# [Challenge]
Extract all data as written.

Location identification items
□ □ □ □ □

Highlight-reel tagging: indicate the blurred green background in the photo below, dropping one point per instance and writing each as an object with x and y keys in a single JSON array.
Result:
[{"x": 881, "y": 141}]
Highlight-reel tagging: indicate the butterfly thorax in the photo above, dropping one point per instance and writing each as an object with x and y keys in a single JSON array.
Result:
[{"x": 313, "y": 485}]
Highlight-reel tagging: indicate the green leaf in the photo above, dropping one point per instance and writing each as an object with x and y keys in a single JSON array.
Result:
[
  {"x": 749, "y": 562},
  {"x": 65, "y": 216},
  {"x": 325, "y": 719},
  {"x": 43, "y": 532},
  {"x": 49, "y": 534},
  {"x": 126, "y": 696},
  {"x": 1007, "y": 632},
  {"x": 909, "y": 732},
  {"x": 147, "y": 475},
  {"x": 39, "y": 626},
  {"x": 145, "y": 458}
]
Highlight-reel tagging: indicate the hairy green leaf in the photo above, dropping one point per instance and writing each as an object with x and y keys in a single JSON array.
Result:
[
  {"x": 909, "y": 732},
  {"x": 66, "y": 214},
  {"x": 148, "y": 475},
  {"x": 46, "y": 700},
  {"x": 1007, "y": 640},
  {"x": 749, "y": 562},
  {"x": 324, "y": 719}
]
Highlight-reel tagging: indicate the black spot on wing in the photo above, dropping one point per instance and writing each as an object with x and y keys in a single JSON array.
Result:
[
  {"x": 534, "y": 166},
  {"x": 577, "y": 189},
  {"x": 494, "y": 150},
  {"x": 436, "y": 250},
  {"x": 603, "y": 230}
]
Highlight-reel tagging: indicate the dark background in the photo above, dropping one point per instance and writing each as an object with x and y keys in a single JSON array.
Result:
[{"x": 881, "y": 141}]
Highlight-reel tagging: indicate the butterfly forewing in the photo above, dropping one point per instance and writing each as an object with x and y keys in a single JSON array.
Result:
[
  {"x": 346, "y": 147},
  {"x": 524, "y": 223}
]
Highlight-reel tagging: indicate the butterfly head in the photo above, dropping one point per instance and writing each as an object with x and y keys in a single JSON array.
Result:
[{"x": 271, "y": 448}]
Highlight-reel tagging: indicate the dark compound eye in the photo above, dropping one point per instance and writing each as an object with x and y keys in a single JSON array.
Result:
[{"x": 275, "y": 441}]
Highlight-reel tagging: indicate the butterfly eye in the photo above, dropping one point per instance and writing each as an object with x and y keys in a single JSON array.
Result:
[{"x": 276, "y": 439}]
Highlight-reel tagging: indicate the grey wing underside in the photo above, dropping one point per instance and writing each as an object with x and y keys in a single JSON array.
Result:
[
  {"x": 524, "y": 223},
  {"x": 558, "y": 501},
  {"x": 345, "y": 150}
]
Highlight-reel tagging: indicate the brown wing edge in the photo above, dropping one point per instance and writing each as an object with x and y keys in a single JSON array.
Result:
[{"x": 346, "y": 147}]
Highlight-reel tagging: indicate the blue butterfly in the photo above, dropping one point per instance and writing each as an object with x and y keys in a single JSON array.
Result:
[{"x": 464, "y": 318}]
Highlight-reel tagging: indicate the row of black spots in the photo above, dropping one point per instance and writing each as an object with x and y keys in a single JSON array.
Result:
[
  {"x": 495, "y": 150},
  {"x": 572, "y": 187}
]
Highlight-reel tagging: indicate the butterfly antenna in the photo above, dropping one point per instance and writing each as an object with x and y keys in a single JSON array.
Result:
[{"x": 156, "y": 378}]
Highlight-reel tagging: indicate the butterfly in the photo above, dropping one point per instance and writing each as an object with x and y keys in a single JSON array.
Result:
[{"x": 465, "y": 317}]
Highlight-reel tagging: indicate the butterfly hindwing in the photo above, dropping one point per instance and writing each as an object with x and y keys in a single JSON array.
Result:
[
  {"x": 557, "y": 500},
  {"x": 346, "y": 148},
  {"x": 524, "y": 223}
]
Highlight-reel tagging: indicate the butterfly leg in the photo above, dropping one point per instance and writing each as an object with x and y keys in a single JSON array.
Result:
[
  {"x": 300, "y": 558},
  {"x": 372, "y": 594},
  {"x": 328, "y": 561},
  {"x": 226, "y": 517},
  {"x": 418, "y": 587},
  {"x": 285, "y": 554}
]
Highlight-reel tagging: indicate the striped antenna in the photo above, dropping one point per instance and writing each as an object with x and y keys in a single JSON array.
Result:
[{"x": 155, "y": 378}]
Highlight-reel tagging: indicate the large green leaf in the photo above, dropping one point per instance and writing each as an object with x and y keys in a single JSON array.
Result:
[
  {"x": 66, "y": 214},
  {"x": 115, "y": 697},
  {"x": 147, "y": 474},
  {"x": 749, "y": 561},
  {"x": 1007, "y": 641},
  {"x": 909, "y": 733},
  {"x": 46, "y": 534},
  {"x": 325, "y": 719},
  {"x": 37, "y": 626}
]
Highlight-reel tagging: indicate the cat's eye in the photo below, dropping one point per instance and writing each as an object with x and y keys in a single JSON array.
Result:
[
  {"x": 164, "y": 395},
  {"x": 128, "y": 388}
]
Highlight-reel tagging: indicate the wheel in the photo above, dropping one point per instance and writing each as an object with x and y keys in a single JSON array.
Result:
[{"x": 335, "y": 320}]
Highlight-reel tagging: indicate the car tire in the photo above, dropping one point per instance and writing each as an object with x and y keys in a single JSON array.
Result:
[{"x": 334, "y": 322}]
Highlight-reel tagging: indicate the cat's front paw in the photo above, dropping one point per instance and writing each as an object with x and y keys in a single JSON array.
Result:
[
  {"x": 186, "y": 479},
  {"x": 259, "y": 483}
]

□ □ □ □ □

# [Task output]
Highlight-reel tagging: indicate the blurred green background in the photo below, dropping one point per instance and writing each as an object with x and y keys in a single JSON array.
Result:
[{"x": 881, "y": 141}]
Highlight-reel tagging: indicate the butterfly thorax in the photo above, dropping one point per instance and writing each as an object with x and y keys in a single JSON array.
Result:
[{"x": 313, "y": 485}]
Highlight-reel tagging: indicate the green leaf in the photo above, dropping one point per instance and writing each as an object with x and y keys in a single JSON array.
Result:
[
  {"x": 749, "y": 562},
  {"x": 65, "y": 216},
  {"x": 325, "y": 719},
  {"x": 43, "y": 532},
  {"x": 49, "y": 534},
  {"x": 126, "y": 696},
  {"x": 1007, "y": 632},
  {"x": 909, "y": 732},
  {"x": 147, "y": 475},
  {"x": 39, "y": 626},
  {"x": 145, "y": 458}
]
Highlight-reel tagging: indicate the hairy green leaf in the photo above, dropping one point per instance and writing each as an object with x and y keys in a single JSON array.
Result:
[
  {"x": 909, "y": 732},
  {"x": 66, "y": 214},
  {"x": 148, "y": 475},
  {"x": 46, "y": 700},
  {"x": 1007, "y": 640},
  {"x": 749, "y": 562},
  {"x": 324, "y": 719}
]
Highlight-reel tagging: indicate the black spot on wing in the photo above, dropping one point per instance and writing each as an object with x and y keys in a single JSON array.
Result:
[
  {"x": 534, "y": 166},
  {"x": 577, "y": 189},
  {"x": 494, "y": 150},
  {"x": 436, "y": 250},
  {"x": 603, "y": 230}
]
Highlight-reel tagging: indicate the dark background in the photo above, dropping one point per instance and writing each as an object with x and y keys in a single JSON array.
Result:
[{"x": 881, "y": 141}]
Highlight-reel tagging: indicate the butterfly forewing in the photo above, dropping one point per instance and writing each as an object with x and y keys in a single JSON array.
Result:
[
  {"x": 346, "y": 147},
  {"x": 524, "y": 223}
]
Highlight-reel tagging: indicate the butterfly head in the photo above, dropping one point per instance and writing each as an object with x and y keys in a single JSON array.
Result:
[{"x": 271, "y": 448}]
Highlight-reel tagging: indicate the dark compound eye in the photo above, dropping one point per instance and writing each as an object with x and y keys in a single JSON array.
Result:
[{"x": 275, "y": 441}]
Highlight-reel tagging: indicate the butterfly eye in the photo above, dropping one point per instance and writing each as an object with x and y keys in a single JSON array.
Result:
[{"x": 276, "y": 439}]
Highlight-reel tagging: indicate the grey wing underside in the photo above, dropping one point per instance and writing each as an object with x and y keys in a single JSON array.
Result:
[
  {"x": 524, "y": 223},
  {"x": 558, "y": 501},
  {"x": 345, "y": 150}
]
Highlight-reel tagging: indicate the brown wing edge in the photo above, dropping one point per instance and writing each as an object with x and y keys in a single JSON array.
Result:
[{"x": 346, "y": 147}]
Highlight-reel tagging: indicate the blue butterfly in the photo above, dropping one point per instance and writing each as an object with x and y keys in a single JSON array.
Result:
[{"x": 464, "y": 318}]
Highlight-reel tagging: indicate the row of black spots in the photo above, dropping one point per instance and writing each as an object with x and y keys in a single JSON array.
Result:
[
  {"x": 495, "y": 150},
  {"x": 572, "y": 187}
]
Highlight-reel tagging: indicate the butterfly antenna in the photo above, dropping one point per instance and writing each as an object with x and y keys in a single JSON array.
Result:
[{"x": 156, "y": 378}]
Highlight-reel tagging: indicate the butterfly in the photo above, dropping one point per instance and writing each as an object with x and y keys in a single JSON array.
Result:
[{"x": 465, "y": 317}]
Highlight-reel tagging: indicate the butterfly hindwing in the photo above, dropping one point per instance and writing each as an object with x and y keys in a single JSON array.
Result:
[
  {"x": 557, "y": 500},
  {"x": 346, "y": 148},
  {"x": 524, "y": 223}
]
Highlight-reel tagging: indicate the butterfly leg in the photo above, dropping one point per instance and writing each as an object with x and y keys in a single JSON array.
Result:
[
  {"x": 300, "y": 558},
  {"x": 372, "y": 594},
  {"x": 328, "y": 561},
  {"x": 226, "y": 517},
  {"x": 418, "y": 587},
  {"x": 285, "y": 554}
]
Highlight-reel tagging: indicate the striped antenna in the photo above, dropping one point per instance and writing each as an object with x and y keys in a single JSON array.
Result:
[{"x": 155, "y": 378}]
Highlight-reel tagging: indicate the large green leaf in the photo above, dropping one point per instance and writing each as an object with x and y keys in a single JSON array.
Result:
[
  {"x": 66, "y": 214},
  {"x": 115, "y": 697},
  {"x": 147, "y": 474},
  {"x": 749, "y": 561},
  {"x": 1007, "y": 641},
  {"x": 909, "y": 733},
  {"x": 46, "y": 534},
  {"x": 325, "y": 719},
  {"x": 37, "y": 626}
]
Highlight-reel tagging: indicate the cat's eye in the photo below, dropping one point per instance and writing each as an object with x and y keys in a single JSON array.
Result:
[
  {"x": 164, "y": 395},
  {"x": 128, "y": 388}
]
Highlight-reel tagging: indicate the wheel in the photo above, dropping one point per instance and writing each as an object with x and y keys in a single JSON array.
Result:
[{"x": 335, "y": 320}]
Highlight-reel tagging: indicate the car tire in the photo above, dropping one point per instance and writing each as an object with x and y keys in a single JSON array.
Result:
[{"x": 334, "y": 322}]
Highlight-reel tagging: indicate the cat's front paw in the photo above, dropping one point per instance and writing each as an object with x and y keys in a single JSON array.
Result:
[
  {"x": 186, "y": 479},
  {"x": 259, "y": 483}
]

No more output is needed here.